[Start of Records for processing]

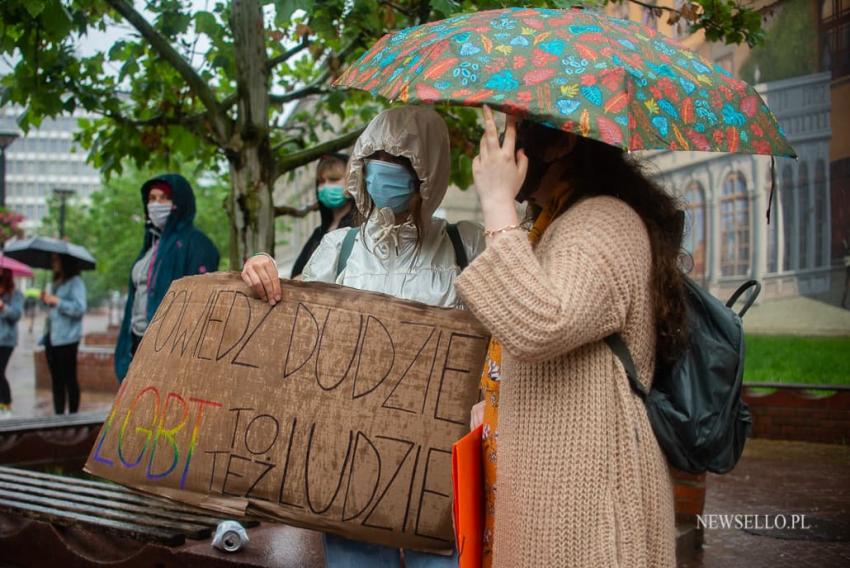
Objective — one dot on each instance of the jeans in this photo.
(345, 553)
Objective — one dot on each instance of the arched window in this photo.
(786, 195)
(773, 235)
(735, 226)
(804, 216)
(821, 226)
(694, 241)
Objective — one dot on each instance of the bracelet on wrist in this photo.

[End of Records for processing]

▸ **Stated problem**: Give every line above again exactly, with no pictures.

▸ **Response for this exercise**:
Objective — one dot on each instance of the jeans in this photo.
(345, 553)
Objective — one dot on each instance of the arched window in this photo.
(786, 195)
(773, 235)
(735, 226)
(804, 216)
(821, 226)
(694, 241)
Objective — one dot on each instance of the bracelet on wrist in this photo.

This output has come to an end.